■ **Exercise requirements**
Exactly the lines from the one containing "Place one point per instance of the shirt cuff." through the end of the data below are to be reproduced, and nothing besides them.

Listed entries START

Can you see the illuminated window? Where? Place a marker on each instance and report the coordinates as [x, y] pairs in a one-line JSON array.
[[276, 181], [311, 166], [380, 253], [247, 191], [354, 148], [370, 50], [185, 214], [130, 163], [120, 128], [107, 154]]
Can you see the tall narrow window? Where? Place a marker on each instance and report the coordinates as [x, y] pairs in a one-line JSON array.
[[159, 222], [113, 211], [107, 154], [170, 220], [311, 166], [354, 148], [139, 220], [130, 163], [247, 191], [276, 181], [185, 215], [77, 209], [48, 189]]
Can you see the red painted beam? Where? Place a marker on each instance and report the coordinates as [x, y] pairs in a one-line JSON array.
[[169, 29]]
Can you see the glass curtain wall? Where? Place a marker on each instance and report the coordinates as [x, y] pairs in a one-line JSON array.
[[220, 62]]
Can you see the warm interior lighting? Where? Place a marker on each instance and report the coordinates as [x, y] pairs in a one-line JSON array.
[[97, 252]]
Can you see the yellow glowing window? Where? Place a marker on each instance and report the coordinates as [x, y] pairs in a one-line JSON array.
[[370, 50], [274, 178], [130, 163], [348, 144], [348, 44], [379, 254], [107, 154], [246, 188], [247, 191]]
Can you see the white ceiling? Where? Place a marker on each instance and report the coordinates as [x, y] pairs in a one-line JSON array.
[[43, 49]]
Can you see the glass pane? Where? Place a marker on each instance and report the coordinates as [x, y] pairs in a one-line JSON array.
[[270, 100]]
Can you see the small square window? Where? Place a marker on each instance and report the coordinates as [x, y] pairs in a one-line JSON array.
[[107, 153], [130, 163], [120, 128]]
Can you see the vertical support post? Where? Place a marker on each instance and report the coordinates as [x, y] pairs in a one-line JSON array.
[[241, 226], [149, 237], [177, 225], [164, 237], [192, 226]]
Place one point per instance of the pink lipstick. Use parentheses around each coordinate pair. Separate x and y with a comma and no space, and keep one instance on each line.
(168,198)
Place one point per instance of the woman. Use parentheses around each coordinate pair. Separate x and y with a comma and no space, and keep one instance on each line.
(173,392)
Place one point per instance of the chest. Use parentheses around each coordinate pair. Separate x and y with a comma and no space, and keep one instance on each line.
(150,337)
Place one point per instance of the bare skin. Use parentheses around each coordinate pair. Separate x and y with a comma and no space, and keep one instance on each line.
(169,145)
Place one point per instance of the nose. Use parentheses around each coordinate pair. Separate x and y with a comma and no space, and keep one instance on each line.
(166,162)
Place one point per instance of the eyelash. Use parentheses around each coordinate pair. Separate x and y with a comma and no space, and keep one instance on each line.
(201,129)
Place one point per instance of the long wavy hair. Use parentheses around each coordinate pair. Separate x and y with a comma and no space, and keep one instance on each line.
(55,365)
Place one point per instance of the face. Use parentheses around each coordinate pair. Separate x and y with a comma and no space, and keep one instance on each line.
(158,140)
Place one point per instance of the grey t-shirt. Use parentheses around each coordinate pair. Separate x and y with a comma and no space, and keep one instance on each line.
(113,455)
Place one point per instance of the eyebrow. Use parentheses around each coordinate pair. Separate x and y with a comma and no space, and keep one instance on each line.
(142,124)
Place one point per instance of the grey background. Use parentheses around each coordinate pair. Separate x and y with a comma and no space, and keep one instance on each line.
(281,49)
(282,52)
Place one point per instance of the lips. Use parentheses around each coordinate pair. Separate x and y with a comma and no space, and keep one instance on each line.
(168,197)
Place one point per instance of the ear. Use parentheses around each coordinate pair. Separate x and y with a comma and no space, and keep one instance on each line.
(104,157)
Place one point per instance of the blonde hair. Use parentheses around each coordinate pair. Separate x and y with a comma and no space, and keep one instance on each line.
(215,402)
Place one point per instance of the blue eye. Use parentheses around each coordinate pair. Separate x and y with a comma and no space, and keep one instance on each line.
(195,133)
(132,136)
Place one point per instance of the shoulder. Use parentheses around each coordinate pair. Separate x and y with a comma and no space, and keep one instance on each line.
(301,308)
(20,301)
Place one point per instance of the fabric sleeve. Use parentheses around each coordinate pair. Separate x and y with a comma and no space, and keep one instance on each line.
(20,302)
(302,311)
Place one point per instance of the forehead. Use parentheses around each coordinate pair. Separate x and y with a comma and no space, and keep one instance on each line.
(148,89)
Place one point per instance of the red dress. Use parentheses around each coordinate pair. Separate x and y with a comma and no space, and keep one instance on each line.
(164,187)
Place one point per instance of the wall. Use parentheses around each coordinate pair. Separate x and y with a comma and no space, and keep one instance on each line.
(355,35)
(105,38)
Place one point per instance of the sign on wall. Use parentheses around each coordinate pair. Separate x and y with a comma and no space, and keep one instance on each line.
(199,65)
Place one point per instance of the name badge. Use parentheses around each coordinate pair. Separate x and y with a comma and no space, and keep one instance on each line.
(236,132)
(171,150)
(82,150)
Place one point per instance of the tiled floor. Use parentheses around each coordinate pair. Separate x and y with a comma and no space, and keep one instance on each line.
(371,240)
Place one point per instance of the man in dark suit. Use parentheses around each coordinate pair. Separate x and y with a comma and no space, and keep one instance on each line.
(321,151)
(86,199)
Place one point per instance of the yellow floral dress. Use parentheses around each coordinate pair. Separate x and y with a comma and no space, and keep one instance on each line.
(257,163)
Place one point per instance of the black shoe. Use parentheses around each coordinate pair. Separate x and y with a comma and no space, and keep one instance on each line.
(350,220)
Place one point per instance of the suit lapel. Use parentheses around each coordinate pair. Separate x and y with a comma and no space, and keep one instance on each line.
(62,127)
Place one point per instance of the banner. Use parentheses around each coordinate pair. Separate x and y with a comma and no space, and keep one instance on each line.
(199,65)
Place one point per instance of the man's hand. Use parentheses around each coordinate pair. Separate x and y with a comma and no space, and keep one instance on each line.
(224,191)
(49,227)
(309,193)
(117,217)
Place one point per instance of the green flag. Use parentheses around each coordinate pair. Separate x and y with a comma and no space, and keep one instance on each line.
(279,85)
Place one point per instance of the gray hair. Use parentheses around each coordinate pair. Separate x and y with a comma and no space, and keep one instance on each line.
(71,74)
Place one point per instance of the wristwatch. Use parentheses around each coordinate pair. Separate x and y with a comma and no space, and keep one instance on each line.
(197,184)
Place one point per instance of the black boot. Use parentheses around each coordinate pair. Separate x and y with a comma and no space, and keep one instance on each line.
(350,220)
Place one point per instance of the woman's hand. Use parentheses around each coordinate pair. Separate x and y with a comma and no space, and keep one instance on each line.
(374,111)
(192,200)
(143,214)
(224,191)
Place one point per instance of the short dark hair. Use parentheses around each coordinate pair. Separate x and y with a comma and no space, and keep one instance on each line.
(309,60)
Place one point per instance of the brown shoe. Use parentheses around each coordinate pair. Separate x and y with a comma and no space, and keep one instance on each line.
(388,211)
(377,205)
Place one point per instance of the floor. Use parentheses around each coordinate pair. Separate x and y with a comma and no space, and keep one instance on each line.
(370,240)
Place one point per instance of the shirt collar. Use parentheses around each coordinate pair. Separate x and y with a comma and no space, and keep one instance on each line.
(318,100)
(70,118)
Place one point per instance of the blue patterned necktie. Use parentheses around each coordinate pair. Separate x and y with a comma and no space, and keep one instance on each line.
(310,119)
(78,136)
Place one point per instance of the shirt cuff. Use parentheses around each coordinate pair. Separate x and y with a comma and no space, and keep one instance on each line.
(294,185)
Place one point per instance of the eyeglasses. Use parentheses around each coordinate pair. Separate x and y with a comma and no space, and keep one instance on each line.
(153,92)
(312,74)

Listed entries END

■ **Exercise response**
Place one point per instance of the shirt cuff. Use parentheses around each coordinate pair. Separate x and y with a comma and no space, and keep one instance on each line.
(294,185)
Place one point per instance of the eyeglasses. Use parentheses around each coordinate pair. Separate x and y with a comma and no space, and keep one instance on each line.
(153,92)
(312,74)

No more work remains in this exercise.